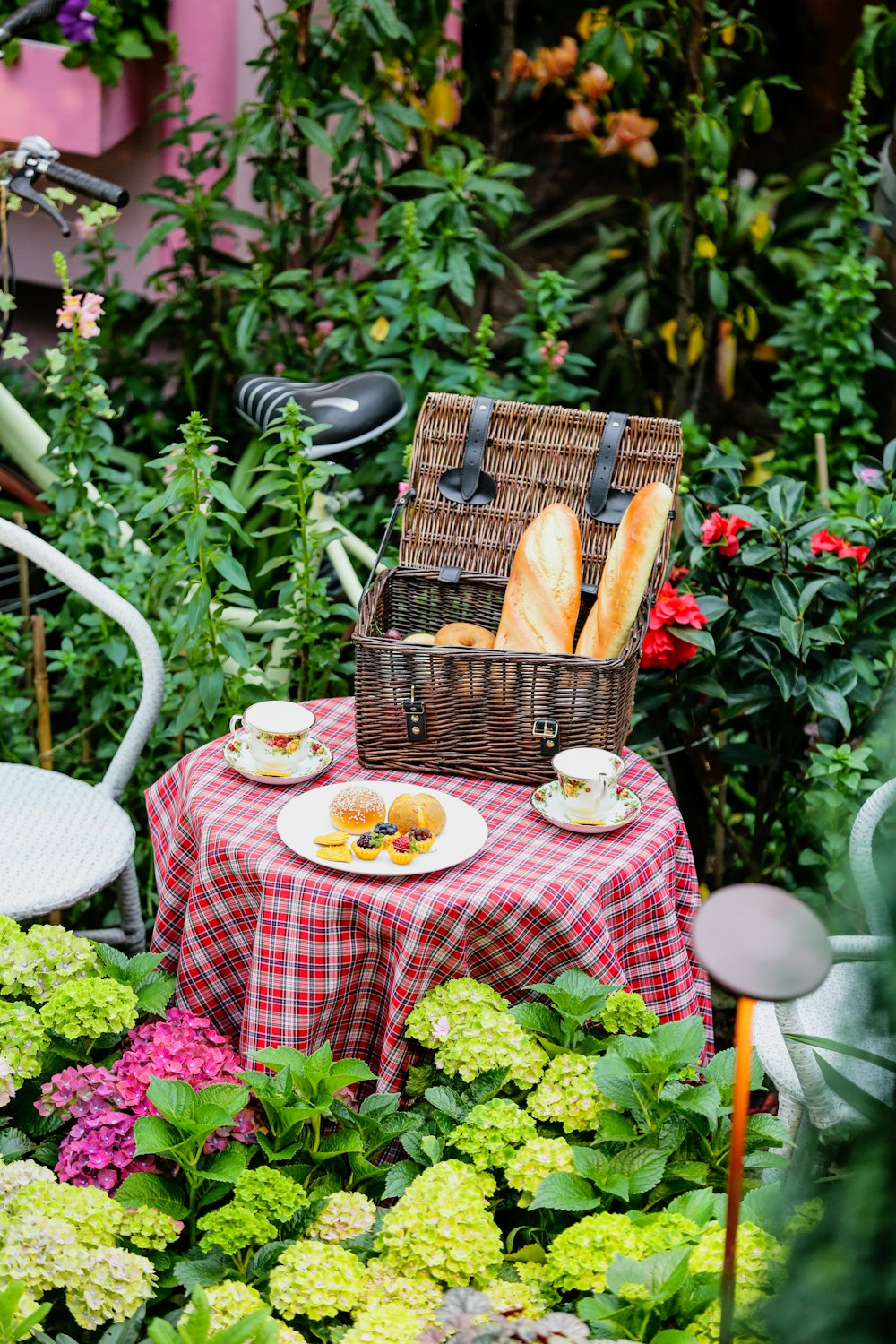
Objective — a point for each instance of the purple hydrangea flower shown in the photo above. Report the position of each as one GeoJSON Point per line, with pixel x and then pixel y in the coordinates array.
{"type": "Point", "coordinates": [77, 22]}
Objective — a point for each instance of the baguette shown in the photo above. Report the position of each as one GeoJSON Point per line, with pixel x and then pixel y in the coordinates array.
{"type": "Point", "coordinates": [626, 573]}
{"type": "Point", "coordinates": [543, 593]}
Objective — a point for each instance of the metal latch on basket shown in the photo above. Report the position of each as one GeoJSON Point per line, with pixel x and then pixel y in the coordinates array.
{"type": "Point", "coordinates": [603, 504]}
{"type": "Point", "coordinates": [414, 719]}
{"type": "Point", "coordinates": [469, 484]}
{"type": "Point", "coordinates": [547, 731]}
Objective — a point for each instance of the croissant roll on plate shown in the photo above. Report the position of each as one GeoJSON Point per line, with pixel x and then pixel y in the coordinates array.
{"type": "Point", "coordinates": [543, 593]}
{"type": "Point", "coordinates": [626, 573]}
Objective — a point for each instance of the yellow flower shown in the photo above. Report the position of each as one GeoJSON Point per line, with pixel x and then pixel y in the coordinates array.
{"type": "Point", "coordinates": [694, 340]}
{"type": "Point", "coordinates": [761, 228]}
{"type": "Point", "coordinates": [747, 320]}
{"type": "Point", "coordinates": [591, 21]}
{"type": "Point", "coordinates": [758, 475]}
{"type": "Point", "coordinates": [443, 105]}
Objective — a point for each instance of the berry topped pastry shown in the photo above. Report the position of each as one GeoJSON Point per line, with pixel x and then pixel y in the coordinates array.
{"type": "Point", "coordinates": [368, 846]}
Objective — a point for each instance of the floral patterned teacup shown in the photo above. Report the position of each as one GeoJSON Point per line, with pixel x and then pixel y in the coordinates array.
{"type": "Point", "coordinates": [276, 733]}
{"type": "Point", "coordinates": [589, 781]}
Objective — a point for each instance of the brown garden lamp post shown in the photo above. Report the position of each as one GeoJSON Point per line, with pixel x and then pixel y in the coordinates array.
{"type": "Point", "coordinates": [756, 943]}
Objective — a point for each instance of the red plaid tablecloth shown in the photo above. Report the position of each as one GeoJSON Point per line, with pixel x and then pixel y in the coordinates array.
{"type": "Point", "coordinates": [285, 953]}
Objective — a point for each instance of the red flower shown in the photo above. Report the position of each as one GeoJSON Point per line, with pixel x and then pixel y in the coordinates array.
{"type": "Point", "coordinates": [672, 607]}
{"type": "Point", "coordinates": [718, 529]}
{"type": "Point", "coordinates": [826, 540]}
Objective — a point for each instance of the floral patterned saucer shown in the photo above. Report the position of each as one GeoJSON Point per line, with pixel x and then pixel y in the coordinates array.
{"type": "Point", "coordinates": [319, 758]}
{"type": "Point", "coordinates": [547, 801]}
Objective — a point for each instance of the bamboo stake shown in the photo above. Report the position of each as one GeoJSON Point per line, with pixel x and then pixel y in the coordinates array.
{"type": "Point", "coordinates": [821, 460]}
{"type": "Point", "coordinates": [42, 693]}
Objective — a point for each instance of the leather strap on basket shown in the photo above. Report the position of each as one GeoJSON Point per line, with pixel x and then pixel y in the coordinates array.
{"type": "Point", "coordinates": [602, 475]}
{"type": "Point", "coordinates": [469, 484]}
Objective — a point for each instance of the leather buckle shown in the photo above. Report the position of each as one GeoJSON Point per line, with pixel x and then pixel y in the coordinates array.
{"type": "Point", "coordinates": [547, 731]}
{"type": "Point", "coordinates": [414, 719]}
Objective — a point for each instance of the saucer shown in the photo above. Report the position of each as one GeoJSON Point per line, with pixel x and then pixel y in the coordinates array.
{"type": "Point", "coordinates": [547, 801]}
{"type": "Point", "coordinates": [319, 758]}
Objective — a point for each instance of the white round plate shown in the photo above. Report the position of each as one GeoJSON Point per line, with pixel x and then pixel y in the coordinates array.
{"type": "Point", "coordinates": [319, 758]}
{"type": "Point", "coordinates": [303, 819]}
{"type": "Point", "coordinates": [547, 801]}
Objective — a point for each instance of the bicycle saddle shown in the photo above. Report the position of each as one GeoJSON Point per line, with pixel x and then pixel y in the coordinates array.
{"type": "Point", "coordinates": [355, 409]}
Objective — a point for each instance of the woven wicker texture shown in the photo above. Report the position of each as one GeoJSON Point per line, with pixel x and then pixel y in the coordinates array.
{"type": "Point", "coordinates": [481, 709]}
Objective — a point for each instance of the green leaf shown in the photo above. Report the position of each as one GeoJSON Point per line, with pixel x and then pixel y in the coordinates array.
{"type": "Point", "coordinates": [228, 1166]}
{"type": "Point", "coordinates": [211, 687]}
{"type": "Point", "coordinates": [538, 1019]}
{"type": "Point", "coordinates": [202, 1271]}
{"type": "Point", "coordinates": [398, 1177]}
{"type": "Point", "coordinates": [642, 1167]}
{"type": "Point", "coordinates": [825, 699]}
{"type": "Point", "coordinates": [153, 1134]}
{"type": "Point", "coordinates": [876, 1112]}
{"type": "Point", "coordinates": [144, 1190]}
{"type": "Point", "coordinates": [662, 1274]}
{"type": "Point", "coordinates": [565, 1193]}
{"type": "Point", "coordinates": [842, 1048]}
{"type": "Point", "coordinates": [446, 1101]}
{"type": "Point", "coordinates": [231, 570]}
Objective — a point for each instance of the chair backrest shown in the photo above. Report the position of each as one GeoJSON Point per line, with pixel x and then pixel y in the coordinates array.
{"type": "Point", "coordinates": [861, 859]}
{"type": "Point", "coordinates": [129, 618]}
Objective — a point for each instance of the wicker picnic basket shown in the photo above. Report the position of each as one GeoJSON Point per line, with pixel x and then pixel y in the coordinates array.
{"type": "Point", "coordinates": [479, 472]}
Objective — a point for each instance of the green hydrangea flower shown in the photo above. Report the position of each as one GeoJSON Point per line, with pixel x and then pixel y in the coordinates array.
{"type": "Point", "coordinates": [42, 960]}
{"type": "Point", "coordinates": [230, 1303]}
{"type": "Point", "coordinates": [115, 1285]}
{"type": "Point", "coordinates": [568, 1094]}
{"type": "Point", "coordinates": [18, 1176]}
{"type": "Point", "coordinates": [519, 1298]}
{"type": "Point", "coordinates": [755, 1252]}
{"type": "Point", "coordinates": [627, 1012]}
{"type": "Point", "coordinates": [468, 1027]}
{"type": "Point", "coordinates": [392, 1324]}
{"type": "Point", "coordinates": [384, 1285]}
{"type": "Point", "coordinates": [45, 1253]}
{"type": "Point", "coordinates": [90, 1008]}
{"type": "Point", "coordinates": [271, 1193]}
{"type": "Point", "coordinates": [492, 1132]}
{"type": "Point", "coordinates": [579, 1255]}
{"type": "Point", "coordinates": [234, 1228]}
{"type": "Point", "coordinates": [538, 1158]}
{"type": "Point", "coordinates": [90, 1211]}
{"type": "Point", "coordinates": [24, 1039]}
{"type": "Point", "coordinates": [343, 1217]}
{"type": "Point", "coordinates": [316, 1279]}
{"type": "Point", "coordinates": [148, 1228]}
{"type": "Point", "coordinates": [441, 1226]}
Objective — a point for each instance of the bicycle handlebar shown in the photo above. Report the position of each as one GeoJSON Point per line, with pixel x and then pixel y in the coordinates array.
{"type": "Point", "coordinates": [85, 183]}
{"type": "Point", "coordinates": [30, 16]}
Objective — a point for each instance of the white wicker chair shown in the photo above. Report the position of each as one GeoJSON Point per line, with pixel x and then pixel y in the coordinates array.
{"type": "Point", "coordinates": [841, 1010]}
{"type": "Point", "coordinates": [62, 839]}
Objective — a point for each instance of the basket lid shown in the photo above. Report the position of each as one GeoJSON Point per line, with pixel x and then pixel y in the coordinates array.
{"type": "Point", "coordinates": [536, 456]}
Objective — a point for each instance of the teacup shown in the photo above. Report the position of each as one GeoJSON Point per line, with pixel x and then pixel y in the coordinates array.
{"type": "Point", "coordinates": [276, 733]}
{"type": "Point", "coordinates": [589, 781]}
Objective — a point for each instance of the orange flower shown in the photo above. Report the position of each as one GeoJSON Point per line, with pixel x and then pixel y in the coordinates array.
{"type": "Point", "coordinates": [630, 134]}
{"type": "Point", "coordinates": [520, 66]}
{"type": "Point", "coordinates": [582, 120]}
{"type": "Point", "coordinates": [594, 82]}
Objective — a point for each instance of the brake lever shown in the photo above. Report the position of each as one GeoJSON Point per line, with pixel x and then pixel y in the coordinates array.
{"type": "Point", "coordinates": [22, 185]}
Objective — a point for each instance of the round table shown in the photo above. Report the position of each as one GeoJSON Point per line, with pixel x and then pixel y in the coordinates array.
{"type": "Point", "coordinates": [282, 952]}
...
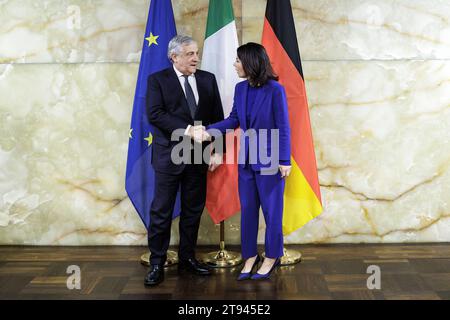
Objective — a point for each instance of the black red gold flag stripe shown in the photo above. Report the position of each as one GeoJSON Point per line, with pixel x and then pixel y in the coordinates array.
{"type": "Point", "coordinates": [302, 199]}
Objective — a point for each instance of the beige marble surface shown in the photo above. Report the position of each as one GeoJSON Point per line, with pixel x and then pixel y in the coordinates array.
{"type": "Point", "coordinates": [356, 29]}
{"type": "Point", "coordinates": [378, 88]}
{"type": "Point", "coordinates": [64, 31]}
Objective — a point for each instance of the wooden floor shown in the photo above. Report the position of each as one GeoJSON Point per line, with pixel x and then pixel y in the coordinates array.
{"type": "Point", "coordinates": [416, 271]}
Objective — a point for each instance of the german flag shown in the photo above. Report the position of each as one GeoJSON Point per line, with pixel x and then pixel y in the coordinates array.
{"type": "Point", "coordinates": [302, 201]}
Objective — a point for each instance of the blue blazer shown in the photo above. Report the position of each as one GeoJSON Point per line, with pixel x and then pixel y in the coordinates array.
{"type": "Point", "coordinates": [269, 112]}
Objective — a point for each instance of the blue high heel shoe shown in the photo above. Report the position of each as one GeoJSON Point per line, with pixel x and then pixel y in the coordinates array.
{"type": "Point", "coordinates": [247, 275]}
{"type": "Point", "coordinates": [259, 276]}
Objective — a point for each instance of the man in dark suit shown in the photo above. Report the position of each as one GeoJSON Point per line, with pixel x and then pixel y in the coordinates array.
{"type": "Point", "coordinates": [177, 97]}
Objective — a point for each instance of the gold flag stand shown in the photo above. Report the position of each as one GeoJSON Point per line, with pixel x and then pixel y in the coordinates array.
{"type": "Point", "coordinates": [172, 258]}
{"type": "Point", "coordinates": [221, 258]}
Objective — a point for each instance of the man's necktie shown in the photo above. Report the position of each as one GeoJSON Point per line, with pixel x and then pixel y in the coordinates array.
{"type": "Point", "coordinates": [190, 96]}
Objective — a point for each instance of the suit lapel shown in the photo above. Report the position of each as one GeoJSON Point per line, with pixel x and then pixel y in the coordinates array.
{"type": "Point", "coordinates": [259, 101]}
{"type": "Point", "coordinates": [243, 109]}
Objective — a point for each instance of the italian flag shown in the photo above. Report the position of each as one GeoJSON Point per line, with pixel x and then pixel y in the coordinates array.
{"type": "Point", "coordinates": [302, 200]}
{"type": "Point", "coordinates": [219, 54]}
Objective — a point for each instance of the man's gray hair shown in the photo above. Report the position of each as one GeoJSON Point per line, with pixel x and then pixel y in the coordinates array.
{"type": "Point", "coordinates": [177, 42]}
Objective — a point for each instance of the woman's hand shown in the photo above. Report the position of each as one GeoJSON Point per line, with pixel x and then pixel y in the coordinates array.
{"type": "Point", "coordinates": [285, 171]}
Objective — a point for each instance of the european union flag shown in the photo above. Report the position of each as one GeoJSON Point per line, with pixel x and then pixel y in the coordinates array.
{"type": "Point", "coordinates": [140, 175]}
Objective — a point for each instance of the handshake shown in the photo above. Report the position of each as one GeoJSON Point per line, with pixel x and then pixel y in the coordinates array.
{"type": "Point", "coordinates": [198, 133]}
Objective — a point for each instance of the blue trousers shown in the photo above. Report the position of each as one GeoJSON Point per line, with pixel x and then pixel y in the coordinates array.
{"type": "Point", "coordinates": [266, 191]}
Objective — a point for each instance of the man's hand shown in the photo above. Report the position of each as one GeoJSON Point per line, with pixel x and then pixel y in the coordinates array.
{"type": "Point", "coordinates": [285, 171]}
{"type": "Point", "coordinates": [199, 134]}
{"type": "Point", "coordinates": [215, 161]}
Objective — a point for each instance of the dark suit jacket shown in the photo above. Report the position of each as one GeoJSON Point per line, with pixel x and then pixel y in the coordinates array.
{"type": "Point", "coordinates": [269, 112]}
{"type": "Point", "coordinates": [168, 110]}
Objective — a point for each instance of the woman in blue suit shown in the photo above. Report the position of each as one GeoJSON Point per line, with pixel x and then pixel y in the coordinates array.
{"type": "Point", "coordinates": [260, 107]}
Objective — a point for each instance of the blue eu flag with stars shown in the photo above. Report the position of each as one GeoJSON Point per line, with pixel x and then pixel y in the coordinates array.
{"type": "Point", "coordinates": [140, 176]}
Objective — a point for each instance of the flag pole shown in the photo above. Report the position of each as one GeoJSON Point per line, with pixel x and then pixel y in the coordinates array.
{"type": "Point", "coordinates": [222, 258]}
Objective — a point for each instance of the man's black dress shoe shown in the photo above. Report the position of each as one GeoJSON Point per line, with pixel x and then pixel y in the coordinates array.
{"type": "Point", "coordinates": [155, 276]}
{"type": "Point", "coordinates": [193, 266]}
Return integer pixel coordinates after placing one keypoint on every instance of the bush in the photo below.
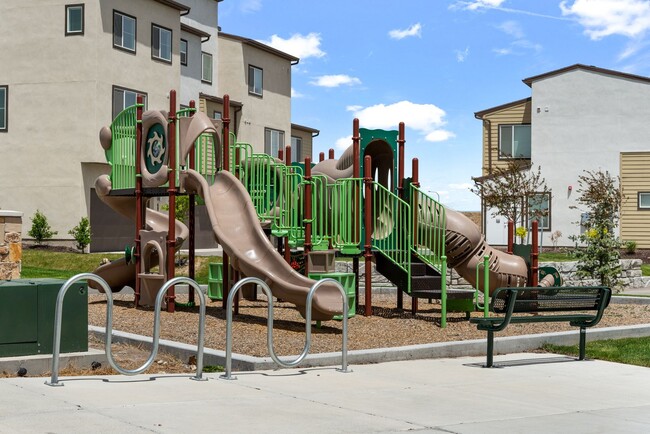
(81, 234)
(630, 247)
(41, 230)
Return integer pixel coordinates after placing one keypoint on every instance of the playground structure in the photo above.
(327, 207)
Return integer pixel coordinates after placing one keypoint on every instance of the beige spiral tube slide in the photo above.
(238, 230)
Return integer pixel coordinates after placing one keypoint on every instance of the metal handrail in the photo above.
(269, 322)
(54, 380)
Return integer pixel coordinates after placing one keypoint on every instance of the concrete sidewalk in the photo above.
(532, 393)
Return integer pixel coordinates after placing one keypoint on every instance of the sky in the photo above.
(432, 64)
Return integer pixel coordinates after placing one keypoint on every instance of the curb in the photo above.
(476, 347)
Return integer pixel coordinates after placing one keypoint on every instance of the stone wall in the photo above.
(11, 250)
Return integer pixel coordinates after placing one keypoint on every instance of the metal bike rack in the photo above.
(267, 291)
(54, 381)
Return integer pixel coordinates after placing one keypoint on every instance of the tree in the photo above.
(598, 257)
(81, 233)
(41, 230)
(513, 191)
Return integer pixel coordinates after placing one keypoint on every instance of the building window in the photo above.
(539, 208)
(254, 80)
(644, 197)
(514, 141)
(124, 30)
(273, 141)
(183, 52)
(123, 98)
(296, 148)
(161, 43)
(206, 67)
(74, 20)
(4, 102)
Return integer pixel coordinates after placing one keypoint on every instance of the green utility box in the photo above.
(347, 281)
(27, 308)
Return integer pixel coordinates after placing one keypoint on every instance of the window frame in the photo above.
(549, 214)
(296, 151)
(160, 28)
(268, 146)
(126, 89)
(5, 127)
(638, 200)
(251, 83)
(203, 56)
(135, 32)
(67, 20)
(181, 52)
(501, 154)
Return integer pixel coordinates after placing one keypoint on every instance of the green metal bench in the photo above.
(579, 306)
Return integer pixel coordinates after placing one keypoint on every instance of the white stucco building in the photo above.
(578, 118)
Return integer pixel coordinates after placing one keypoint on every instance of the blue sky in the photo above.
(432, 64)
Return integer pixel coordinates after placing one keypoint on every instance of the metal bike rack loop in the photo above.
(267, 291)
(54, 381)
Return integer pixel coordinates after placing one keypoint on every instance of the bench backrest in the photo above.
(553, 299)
--
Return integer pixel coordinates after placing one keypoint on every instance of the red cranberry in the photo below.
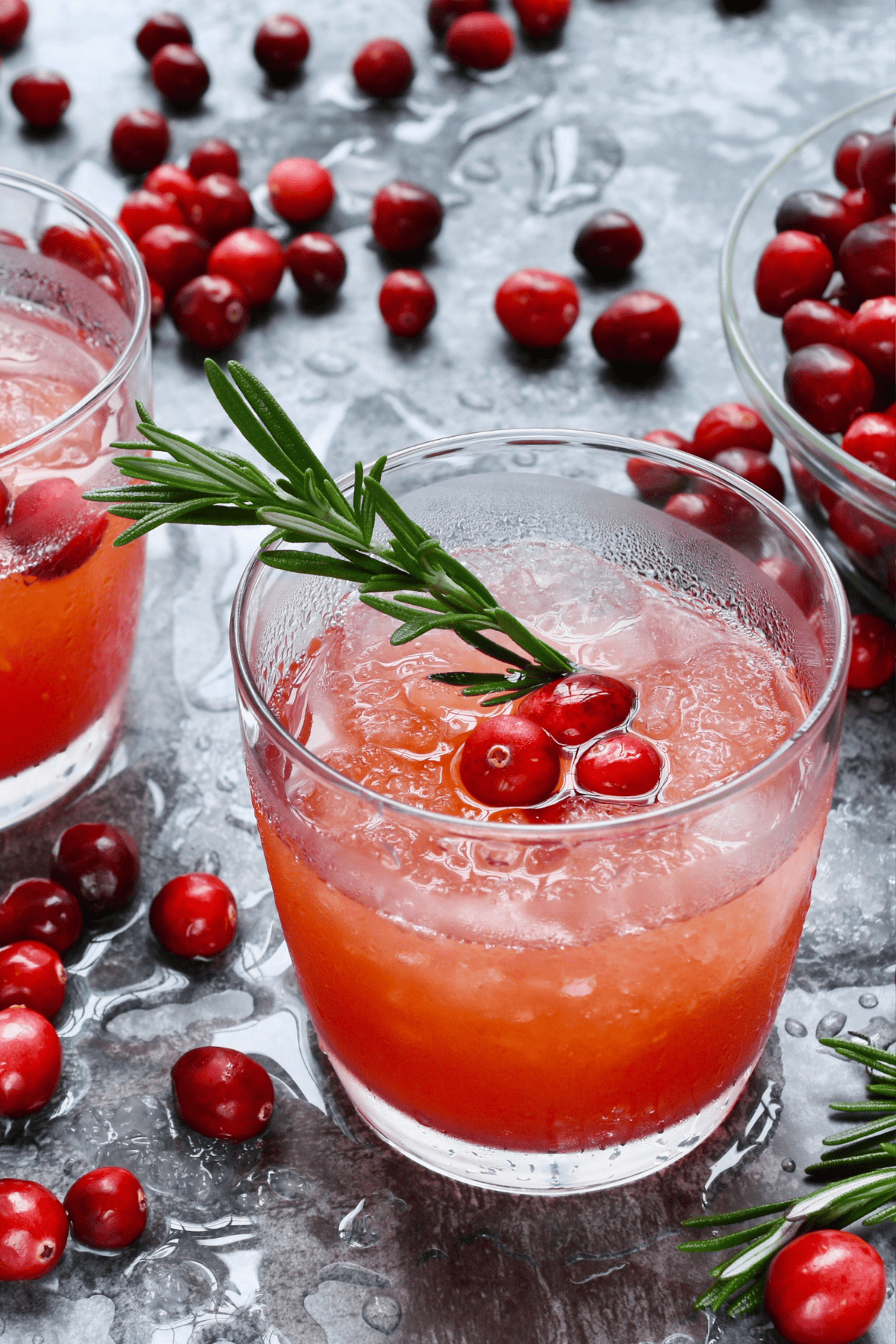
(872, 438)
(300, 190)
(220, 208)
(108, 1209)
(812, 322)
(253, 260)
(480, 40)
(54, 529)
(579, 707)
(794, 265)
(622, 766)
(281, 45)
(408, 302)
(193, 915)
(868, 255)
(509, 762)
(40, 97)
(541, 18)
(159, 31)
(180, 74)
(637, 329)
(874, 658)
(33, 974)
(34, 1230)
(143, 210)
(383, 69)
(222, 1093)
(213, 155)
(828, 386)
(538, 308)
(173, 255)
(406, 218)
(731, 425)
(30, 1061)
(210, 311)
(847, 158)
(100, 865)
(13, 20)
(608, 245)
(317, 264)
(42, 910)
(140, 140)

PROBLEM -
Gather every line of the records above that contains the word "rack". Match upper and lower case.

RESPONSE TO THIS TASK -
Return integer pixel coordinates after placing one keypoint on every instance of the metal bike rack in the photo above.
Return integer pixel coordinates after placing one keypoint on every instance of the metal bike rack loop in the photo above.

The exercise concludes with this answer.